(Rows taken from a pointing dataset)

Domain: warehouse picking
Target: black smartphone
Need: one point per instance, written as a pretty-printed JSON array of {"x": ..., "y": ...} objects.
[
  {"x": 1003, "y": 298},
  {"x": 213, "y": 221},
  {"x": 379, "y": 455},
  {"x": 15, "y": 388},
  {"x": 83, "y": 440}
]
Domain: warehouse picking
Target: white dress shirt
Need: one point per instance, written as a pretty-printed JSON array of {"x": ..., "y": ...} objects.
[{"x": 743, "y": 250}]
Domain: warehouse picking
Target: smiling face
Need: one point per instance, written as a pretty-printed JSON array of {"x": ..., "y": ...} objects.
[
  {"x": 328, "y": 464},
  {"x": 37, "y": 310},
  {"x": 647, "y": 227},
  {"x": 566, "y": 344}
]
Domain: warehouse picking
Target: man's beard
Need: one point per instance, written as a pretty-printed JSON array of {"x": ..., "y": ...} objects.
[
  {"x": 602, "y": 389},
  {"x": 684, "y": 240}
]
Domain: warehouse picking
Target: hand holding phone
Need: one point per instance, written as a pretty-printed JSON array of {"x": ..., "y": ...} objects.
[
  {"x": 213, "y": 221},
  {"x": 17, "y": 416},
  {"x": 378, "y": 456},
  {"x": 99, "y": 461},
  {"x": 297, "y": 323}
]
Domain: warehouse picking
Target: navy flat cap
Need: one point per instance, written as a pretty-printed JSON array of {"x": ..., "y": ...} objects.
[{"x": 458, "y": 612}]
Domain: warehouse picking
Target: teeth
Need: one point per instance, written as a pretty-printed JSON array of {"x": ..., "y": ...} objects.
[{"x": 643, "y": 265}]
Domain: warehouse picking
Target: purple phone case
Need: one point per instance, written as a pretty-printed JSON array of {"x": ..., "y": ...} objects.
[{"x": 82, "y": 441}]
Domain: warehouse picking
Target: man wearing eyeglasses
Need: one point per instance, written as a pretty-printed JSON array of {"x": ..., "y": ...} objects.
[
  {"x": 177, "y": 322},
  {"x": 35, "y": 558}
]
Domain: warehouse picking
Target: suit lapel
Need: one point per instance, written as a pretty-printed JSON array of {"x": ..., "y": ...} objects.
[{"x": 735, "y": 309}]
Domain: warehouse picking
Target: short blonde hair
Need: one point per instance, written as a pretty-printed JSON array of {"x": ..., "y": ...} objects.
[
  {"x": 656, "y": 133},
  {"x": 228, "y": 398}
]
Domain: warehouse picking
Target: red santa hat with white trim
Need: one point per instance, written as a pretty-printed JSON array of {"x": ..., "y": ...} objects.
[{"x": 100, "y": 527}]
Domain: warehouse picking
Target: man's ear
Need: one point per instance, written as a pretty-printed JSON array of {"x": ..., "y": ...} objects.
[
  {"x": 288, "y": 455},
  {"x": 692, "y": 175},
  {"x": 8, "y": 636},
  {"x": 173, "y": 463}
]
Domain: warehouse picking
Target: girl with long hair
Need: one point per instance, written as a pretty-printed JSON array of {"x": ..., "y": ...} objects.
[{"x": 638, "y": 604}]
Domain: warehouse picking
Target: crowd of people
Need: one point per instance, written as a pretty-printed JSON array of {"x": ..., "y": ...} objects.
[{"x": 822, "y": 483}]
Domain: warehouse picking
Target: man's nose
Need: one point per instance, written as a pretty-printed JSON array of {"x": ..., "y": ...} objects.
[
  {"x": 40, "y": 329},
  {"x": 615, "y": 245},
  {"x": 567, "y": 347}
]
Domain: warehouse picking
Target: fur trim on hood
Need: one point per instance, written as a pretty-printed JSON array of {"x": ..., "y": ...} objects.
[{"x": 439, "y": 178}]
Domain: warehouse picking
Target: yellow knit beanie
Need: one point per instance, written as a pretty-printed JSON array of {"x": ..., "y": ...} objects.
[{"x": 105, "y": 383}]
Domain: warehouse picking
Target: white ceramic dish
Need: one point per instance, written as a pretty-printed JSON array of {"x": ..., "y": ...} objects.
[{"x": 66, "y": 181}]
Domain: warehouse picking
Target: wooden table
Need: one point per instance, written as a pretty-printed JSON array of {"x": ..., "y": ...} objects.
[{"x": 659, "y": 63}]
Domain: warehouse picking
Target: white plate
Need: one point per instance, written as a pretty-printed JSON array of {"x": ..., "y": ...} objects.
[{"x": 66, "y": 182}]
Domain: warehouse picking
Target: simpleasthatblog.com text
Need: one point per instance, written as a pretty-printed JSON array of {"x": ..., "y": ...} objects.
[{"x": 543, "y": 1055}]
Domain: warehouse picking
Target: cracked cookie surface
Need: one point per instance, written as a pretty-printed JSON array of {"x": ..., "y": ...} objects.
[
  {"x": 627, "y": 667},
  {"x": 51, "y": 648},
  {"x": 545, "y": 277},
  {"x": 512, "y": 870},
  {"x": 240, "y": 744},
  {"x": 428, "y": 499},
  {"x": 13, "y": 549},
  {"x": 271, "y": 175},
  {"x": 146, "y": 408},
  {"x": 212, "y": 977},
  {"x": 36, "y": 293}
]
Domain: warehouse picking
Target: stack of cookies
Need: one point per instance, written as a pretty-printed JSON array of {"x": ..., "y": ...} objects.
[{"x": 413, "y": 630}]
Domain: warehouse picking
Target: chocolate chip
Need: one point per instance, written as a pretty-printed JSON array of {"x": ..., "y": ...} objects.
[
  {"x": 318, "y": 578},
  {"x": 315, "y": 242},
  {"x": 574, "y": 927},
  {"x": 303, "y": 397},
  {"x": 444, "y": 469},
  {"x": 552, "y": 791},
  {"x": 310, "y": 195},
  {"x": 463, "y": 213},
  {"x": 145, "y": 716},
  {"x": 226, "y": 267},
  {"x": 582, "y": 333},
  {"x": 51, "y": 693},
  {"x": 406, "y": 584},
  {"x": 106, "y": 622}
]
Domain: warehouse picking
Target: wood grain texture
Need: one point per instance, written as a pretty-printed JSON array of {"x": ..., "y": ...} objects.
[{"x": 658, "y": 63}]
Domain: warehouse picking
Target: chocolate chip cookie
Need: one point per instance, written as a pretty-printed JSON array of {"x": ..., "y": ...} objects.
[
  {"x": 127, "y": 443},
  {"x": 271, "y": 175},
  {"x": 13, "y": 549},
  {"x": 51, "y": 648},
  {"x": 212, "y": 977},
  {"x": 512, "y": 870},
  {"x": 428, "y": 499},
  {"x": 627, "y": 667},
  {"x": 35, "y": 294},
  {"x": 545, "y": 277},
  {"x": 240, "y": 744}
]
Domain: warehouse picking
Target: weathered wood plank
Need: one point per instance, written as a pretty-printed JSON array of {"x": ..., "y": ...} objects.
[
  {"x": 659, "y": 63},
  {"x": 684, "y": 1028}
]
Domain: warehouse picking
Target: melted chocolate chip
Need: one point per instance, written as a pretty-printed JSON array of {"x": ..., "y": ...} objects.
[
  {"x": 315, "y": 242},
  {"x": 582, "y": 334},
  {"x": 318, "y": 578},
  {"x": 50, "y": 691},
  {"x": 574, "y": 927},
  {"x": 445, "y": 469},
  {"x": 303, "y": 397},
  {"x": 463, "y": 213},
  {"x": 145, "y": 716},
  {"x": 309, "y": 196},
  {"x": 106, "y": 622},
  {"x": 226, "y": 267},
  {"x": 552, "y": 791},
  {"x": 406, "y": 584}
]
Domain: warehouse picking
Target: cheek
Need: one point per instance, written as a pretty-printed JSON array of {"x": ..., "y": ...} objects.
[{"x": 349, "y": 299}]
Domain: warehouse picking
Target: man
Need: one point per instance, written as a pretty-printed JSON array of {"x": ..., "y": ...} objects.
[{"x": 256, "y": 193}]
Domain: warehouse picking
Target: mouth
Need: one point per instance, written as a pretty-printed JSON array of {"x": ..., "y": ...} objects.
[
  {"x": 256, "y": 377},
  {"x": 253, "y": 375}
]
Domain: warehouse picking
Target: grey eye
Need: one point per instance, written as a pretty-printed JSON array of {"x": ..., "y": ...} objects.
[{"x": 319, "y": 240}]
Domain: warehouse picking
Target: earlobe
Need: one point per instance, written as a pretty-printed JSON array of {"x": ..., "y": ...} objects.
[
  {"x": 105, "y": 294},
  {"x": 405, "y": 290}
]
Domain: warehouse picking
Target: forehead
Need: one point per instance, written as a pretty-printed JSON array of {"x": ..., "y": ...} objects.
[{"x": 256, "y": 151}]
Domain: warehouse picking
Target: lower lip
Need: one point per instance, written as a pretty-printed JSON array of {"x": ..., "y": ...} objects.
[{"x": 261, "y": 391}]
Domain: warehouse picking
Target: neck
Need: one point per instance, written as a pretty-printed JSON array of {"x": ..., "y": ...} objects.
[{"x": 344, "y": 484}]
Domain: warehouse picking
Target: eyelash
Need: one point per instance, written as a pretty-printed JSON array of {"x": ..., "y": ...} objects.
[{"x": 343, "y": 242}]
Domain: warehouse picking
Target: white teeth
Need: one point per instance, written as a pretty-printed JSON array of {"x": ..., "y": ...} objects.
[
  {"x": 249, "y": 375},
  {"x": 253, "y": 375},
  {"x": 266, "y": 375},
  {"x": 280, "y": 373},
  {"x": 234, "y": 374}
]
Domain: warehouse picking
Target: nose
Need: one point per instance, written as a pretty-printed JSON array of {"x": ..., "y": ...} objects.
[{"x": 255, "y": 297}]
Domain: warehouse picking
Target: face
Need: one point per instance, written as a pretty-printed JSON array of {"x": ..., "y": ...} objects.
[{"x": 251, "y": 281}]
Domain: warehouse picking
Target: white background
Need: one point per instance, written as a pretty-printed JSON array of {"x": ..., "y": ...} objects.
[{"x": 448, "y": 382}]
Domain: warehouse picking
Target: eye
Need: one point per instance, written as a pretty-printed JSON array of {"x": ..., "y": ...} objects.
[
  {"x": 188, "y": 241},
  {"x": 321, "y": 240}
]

Exercise task:
State how many lines in the items above contain the string "trim". Reply with the number only.

The solution:
2